== Records for the exercise

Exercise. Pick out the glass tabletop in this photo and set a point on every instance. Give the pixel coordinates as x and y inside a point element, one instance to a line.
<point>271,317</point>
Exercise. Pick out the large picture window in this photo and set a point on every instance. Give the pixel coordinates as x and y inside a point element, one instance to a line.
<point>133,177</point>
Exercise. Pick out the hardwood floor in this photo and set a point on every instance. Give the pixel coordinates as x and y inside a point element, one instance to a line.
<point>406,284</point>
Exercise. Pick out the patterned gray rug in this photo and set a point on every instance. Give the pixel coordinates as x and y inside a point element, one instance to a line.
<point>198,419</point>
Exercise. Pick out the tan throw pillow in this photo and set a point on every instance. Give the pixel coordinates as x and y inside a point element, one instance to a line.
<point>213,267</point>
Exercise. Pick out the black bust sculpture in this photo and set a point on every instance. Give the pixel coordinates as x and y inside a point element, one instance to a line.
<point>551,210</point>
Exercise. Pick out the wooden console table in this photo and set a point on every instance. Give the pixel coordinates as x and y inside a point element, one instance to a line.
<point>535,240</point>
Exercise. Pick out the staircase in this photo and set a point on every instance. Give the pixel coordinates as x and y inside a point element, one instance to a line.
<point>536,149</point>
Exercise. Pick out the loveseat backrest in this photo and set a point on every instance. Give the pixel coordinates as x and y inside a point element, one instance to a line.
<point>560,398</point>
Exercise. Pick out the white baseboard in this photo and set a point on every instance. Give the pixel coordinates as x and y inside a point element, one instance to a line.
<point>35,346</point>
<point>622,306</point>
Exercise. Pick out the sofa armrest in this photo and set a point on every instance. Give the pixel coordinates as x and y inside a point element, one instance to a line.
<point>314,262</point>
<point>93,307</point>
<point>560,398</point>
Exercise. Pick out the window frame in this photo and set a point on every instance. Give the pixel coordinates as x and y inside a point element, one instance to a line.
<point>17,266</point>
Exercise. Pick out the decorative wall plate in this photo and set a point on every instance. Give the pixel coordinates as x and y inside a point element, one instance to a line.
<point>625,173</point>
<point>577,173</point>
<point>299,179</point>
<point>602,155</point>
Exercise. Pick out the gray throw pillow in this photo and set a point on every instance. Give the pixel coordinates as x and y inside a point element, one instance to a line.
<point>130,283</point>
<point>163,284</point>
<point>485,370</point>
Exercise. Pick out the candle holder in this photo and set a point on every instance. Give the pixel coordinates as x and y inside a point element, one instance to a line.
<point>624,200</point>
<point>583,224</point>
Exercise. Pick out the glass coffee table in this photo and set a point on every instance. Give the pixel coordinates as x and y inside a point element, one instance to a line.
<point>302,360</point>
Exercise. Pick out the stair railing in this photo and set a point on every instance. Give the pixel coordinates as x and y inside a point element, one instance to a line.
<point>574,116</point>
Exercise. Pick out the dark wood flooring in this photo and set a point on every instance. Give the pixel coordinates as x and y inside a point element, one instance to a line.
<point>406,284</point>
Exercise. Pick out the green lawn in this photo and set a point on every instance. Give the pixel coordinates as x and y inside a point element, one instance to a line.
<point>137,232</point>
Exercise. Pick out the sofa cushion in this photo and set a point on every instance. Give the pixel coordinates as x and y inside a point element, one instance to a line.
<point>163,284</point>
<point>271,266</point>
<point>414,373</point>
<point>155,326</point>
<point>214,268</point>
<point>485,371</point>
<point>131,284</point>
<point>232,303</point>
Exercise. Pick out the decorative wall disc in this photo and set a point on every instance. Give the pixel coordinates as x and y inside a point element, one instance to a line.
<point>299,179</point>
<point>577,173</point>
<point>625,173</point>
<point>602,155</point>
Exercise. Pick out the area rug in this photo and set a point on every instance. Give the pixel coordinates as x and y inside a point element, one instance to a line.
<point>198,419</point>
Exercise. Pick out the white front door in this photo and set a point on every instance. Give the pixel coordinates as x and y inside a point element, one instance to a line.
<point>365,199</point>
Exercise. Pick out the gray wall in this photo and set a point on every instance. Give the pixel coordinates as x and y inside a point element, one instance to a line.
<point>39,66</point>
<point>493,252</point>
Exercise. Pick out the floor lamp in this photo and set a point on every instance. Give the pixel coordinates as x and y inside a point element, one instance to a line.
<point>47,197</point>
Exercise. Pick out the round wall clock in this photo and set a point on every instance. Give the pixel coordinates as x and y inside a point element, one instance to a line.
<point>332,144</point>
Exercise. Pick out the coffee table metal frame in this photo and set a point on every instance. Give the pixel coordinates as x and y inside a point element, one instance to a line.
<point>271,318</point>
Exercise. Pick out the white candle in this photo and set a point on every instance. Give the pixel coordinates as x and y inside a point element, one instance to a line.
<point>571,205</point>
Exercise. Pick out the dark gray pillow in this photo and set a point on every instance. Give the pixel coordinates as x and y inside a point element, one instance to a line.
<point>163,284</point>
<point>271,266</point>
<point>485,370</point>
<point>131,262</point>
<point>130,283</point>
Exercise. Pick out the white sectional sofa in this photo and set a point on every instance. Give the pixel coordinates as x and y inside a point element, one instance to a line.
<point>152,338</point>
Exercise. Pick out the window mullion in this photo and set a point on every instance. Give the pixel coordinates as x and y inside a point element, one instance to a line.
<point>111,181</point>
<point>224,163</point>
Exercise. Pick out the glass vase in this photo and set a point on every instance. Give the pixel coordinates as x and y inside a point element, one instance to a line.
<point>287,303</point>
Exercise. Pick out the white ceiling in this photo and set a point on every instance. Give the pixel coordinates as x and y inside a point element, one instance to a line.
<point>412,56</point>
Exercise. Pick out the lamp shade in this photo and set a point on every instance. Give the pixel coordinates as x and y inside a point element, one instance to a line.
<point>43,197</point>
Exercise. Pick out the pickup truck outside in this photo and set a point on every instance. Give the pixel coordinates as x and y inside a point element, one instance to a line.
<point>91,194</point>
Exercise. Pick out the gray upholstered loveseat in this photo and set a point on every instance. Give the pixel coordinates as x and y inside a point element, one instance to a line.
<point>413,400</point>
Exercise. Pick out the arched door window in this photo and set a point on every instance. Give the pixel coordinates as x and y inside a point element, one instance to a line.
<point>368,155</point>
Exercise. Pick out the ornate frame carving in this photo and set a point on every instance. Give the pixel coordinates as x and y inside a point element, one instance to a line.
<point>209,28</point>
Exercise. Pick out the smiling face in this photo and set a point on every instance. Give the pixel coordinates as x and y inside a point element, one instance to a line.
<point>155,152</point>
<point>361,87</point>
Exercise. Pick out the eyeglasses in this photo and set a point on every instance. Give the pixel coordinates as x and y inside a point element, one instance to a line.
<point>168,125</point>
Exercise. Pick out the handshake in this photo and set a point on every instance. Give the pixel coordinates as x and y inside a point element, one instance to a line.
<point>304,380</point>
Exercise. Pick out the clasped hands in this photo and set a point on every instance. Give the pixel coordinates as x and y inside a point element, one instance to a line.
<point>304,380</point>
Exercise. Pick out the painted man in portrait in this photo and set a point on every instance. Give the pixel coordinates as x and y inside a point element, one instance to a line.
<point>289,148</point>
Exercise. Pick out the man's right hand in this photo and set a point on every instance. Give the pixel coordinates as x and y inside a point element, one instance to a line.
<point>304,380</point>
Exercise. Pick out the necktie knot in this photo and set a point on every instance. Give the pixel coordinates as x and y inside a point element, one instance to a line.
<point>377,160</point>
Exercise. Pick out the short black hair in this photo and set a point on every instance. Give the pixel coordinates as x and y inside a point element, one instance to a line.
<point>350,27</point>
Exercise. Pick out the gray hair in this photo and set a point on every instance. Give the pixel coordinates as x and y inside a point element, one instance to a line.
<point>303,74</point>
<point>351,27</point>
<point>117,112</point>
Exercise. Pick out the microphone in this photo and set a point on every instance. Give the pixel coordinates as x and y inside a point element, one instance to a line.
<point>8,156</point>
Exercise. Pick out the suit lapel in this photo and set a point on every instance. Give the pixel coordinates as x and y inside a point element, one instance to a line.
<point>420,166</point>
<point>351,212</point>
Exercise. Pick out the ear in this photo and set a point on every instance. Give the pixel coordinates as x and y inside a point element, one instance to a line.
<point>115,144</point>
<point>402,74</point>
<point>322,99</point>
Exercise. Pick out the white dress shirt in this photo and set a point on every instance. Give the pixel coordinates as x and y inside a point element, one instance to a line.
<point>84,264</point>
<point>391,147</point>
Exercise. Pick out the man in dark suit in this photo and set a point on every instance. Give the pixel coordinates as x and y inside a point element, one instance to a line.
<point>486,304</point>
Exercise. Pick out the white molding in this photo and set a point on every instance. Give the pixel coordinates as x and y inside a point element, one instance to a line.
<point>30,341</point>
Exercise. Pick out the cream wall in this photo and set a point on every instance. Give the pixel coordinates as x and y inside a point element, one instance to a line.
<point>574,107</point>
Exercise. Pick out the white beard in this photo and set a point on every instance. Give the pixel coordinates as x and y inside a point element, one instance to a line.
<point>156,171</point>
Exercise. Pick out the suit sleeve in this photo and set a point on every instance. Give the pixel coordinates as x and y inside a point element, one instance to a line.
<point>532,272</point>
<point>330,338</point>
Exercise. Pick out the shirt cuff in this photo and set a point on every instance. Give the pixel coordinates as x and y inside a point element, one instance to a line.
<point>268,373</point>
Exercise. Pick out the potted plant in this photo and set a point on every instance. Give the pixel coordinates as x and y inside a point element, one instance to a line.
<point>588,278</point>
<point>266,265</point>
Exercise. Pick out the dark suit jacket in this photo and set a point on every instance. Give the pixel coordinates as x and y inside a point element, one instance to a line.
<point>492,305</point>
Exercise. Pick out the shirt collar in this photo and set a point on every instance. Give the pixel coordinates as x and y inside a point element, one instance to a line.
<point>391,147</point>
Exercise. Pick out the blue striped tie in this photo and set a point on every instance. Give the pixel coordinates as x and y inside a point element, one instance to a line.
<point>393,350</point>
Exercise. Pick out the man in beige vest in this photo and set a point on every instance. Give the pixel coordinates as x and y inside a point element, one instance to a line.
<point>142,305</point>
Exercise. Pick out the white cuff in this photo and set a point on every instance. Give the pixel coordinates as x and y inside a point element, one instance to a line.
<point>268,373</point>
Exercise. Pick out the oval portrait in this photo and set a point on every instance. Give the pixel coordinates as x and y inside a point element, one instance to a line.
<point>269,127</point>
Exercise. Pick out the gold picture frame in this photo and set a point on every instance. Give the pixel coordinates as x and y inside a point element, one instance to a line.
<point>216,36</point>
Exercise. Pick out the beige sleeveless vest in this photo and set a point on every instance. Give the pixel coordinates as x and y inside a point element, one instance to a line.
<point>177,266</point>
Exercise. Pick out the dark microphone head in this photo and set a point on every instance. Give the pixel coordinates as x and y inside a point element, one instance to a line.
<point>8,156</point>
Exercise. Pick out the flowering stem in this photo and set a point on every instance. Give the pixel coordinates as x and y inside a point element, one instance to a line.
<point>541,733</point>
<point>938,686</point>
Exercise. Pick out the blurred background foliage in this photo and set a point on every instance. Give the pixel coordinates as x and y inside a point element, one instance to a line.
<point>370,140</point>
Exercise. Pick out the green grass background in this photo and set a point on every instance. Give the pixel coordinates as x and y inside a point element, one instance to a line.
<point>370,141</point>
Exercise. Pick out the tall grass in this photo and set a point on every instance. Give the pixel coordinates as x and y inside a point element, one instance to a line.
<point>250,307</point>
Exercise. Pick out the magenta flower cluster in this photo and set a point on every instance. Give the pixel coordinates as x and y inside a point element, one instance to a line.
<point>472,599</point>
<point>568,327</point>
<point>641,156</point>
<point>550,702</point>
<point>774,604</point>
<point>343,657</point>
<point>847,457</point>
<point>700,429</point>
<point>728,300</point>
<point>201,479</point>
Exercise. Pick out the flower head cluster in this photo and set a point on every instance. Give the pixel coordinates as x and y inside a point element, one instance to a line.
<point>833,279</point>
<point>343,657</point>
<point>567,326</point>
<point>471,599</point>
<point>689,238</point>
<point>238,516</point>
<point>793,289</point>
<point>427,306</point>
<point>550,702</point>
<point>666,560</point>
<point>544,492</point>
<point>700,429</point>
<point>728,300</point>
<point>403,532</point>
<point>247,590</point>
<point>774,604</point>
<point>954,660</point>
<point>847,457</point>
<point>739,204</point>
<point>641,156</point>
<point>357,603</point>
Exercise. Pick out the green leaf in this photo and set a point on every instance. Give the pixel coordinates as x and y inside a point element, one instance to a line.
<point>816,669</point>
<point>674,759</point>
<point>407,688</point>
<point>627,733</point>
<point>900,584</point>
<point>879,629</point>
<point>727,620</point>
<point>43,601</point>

====

Set down exactly, and only, the lines of the data above from the line containing "Exercise. Pick out the magenta" through the last one.

Written answer ▸
Exercise. Pick out the magenta flower cluster in this photo and set a point on every instance. Give the pixel coordinates as x and y inside a point element, one instance to a line.
<point>472,599</point>
<point>568,327</point>
<point>641,156</point>
<point>550,702</point>
<point>774,604</point>
<point>343,657</point>
<point>847,457</point>
<point>700,429</point>
<point>728,300</point>
<point>201,479</point>
Exercise. Pick out the flower head cluster in this photo and set a point on every instance. Give the pixel coordinates as x and y inside a point element, one instance to a line.
<point>833,279</point>
<point>343,657</point>
<point>567,326</point>
<point>471,599</point>
<point>689,238</point>
<point>238,516</point>
<point>793,289</point>
<point>427,306</point>
<point>550,702</point>
<point>666,560</point>
<point>544,492</point>
<point>700,429</point>
<point>728,300</point>
<point>403,532</point>
<point>247,590</point>
<point>774,604</point>
<point>954,660</point>
<point>847,457</point>
<point>739,204</point>
<point>641,156</point>
<point>357,603</point>
Exercise. Pick out the green leaf in this photo and set a point on every instance. Give the pixel coordinates as x and y inside a point element, one instance to a line.
<point>816,669</point>
<point>674,759</point>
<point>407,688</point>
<point>627,733</point>
<point>900,584</point>
<point>879,629</point>
<point>727,620</point>
<point>43,601</point>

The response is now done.